*SHORT EXERCISE A*.
In the passage on Tahitian fafa, rewrite the stretch from "Polynesians also eat" through "Chicken Fafa (Source)", substituting "soup" for "stew".

*EXCERPT*.
◆ ◆ ◆ ◆ ◆

In addition to stone lifting, the Tahitians actually compete yearly in a fruit carrying race.  No, I am not making this up- a 2km foot race carrying 30kg of fruit.  Given that they only thing kids are competing in these days is fucking Fortnite, a fruit race wearing a skirt and a garland of leaves seems insanely badass.

Polynesians also eat a hell of a lot of stew in the form of fafa, and they're some of the largest and most terrifying people on the planet.  Though their fafa is cooked in a badass underground oven called a hima'a, fafa is so easy to make on the stove I feel like I'm going to develop a sick tan and grow six inches just from reading the recipe.




Tahitian Chicken Fafa (Source)

Ingredients (4 servings)

◆ ◆ ◆ ◆ ◆

*DATA TO PROCESS*.
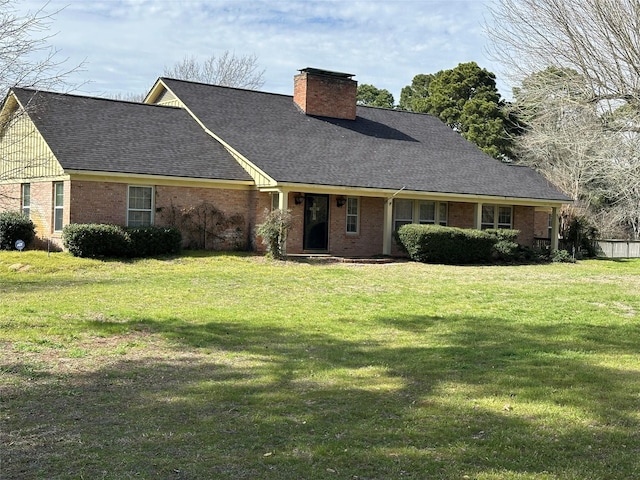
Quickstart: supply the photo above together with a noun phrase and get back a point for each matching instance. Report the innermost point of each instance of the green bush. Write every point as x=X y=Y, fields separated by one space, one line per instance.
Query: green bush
x=152 y=241
x=274 y=232
x=506 y=248
x=15 y=226
x=101 y=240
x=437 y=244
x=562 y=256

◆ ◆ ◆ ◆ ◆

*SHORT EXERCISE B*.
Render the rows, from their start through the line containing "x=101 y=240", as a Markdown table with the columns Line and Content, one table row per line and blank lines omitted. Exclude the pictures.

*EXPECTED ANSWER A*.
Polynesians also eat a hell of a lot of soup in the form of fafa, and they're some of the largest and most terrifying people on the planet.  Though their fafa is cooked in a badass underground oven called a hima'a, fafa is so easy to make on the stove I feel like I'm going to develop a sick tan and grow six inches just from reading the recipe.




Tahitian Chicken Fafa (Source)

*EXPECTED ANSWER B*.
| Line | Content |
|---|---|
| 1 | Quickstart: supply the photo above together with a noun phrase and get back a point for each matching instance. Report the innermost point of each instance of the green bush. Write every point as x=X y=Y, fields separated by one space, one line per instance. |
| 2 | Query: green bush |
| 3 | x=152 y=241 |
| 4 | x=274 y=232 |
| 5 | x=506 y=248 |
| 6 | x=15 y=226 |
| 7 | x=101 y=240 |